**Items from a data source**
>> START
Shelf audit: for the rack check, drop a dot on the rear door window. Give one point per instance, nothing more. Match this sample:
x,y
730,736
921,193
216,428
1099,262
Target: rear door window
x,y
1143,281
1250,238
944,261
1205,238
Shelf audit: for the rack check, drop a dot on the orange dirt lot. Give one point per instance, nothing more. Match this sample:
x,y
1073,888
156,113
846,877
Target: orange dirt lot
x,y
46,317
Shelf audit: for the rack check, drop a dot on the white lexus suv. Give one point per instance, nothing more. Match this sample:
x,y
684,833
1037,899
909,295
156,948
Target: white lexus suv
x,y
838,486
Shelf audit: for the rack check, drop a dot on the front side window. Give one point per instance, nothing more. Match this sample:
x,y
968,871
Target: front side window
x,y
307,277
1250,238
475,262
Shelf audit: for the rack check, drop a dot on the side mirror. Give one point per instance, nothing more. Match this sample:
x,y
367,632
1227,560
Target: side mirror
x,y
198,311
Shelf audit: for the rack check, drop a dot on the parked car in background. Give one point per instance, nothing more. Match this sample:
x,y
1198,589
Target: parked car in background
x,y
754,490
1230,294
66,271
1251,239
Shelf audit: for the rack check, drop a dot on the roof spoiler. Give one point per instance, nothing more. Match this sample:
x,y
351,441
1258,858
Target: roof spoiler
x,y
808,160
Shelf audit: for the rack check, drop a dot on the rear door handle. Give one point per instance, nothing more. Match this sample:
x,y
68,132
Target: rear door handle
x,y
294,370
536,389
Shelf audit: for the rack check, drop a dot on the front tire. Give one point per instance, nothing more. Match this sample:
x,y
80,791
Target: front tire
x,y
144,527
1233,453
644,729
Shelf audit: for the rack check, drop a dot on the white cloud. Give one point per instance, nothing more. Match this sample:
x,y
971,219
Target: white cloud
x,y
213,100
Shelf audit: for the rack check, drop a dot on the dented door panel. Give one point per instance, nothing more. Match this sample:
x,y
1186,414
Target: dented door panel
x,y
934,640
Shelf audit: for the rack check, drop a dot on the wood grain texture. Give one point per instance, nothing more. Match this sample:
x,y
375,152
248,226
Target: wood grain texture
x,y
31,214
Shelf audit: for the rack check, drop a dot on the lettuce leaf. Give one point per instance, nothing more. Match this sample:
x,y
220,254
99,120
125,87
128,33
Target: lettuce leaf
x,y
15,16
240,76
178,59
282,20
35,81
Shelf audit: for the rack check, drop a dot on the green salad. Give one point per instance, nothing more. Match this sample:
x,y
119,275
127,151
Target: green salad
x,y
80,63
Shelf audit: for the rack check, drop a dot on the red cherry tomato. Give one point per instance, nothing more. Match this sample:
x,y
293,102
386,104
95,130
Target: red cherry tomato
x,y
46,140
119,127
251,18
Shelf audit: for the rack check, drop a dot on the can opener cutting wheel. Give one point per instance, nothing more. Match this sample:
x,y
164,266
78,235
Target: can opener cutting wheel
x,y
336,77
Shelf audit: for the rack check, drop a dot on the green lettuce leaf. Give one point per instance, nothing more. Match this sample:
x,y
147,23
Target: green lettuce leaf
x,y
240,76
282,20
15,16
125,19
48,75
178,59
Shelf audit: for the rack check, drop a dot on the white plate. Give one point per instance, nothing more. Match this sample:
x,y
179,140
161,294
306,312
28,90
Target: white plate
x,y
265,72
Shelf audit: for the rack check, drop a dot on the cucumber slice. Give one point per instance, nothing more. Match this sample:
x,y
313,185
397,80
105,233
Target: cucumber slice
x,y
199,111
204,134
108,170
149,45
>> END
**THE REQUEST**
Rewrite the stretch from the row line containing "on the cucumber" through the end of the rows, substituting "tomato wedge" for "cucumber slice" and leaving everything else unchanged.

**SOLVED EXERCISE**
Shelf audit: for the rack check, drop a dot on the tomato wedge. Give one point per instance, nothing more. Match this sample:
x,y
313,185
397,80
105,233
Target: tomato wedge
x,y
199,111
204,134
108,170
149,45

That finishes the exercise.